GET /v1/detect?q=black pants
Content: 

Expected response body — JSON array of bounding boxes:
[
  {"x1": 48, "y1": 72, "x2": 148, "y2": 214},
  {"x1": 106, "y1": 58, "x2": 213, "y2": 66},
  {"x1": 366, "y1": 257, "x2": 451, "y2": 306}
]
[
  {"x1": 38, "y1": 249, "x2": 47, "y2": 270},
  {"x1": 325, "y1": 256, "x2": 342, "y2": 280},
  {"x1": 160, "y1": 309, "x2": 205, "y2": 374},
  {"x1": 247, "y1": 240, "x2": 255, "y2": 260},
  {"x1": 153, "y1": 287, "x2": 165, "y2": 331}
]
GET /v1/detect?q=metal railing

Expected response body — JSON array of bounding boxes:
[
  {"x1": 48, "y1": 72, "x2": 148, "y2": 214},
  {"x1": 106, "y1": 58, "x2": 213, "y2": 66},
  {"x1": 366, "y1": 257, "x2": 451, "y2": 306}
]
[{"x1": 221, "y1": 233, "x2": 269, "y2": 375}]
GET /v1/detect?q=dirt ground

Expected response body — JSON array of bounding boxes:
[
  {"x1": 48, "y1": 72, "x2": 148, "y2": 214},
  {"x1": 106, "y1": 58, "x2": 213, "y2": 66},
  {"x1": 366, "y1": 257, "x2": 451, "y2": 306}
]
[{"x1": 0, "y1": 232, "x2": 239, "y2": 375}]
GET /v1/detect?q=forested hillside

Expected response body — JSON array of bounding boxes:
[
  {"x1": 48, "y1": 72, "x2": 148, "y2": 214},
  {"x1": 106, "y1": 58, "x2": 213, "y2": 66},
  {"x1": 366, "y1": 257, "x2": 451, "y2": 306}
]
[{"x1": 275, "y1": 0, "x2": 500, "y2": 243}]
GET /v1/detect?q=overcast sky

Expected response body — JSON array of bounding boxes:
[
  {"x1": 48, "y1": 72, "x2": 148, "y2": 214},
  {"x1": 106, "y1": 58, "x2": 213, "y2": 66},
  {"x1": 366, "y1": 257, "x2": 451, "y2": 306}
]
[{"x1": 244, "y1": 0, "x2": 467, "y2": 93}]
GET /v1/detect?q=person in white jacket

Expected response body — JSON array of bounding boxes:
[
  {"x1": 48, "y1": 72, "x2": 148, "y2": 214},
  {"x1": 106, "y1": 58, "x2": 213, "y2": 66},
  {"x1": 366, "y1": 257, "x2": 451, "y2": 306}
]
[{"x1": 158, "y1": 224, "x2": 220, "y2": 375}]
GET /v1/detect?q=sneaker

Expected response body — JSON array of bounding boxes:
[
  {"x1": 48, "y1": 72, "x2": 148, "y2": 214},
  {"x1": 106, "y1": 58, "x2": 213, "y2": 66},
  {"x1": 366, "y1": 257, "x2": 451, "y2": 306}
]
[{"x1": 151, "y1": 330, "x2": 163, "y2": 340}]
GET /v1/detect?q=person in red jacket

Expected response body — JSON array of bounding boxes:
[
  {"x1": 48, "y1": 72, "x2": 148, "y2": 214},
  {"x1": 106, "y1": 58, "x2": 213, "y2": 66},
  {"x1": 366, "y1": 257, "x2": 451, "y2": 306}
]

#####

# The exercise
Update all the lines above by replacing every "Expected response body" with "Sample response body", leaving everything else unchanged.

# Finished exercise
GET /v1/detect?q=black pants
Content: 

Sample response body — JSON array of bounding boxes:
[
  {"x1": 48, "y1": 72, "x2": 148, "y2": 214},
  {"x1": 106, "y1": 58, "x2": 213, "y2": 66},
  {"x1": 366, "y1": 257, "x2": 451, "y2": 306}
]
[
  {"x1": 38, "y1": 249, "x2": 47, "y2": 270},
  {"x1": 325, "y1": 256, "x2": 342, "y2": 280},
  {"x1": 160, "y1": 309, "x2": 205, "y2": 374},
  {"x1": 247, "y1": 240, "x2": 255, "y2": 260},
  {"x1": 153, "y1": 287, "x2": 165, "y2": 331}
]
GET /v1/detect?q=metal railing

Sample response body — JSON array of bounding boxes:
[
  {"x1": 48, "y1": 72, "x2": 148, "y2": 214},
  {"x1": 106, "y1": 58, "x2": 213, "y2": 66},
  {"x1": 366, "y1": 257, "x2": 451, "y2": 306}
]
[{"x1": 221, "y1": 233, "x2": 269, "y2": 375}]
GET /v1/detect?q=dirt ground

Sample response body — JSON array of bounding boxes:
[
  {"x1": 48, "y1": 72, "x2": 148, "y2": 214},
  {"x1": 106, "y1": 58, "x2": 213, "y2": 66},
  {"x1": 366, "y1": 257, "x2": 451, "y2": 306}
]
[{"x1": 0, "y1": 232, "x2": 239, "y2": 375}]
GET /v1/detect?q=forested hillside

Sample response body — JSON array of bounding boxes:
[
  {"x1": 48, "y1": 72, "x2": 148, "y2": 214},
  {"x1": 106, "y1": 58, "x2": 213, "y2": 66},
  {"x1": 366, "y1": 257, "x2": 451, "y2": 306}
]
[{"x1": 275, "y1": 0, "x2": 500, "y2": 243}]
GET /v1/detect?q=overcast sky

Sample response body — JSON array of bounding boxes:
[
  {"x1": 48, "y1": 72, "x2": 148, "y2": 214},
  {"x1": 106, "y1": 58, "x2": 213, "y2": 66},
  {"x1": 366, "y1": 257, "x2": 451, "y2": 306}
]
[{"x1": 244, "y1": 0, "x2": 467, "y2": 93}]
GET /v1/detect?q=person in white jacket

Sample response body — JSON array of bounding boxes:
[
  {"x1": 48, "y1": 72, "x2": 148, "y2": 214},
  {"x1": 106, "y1": 58, "x2": 213, "y2": 66},
  {"x1": 366, "y1": 257, "x2": 451, "y2": 306}
]
[{"x1": 158, "y1": 224, "x2": 220, "y2": 375}]
GET /v1/detect?q=sneaker

Sample response body — JSON array of bounding boxes:
[
  {"x1": 48, "y1": 72, "x2": 148, "y2": 214},
  {"x1": 106, "y1": 58, "x2": 213, "y2": 66},
  {"x1": 366, "y1": 257, "x2": 451, "y2": 306}
]
[{"x1": 151, "y1": 330, "x2": 163, "y2": 340}]
GET /v1/detect?q=person in red jacket

Sample response body — JSON array of bounding boxes:
[
  {"x1": 48, "y1": 72, "x2": 148, "y2": 214},
  {"x1": 106, "y1": 58, "x2": 213, "y2": 66},
  {"x1": 366, "y1": 257, "x2": 451, "y2": 306}
]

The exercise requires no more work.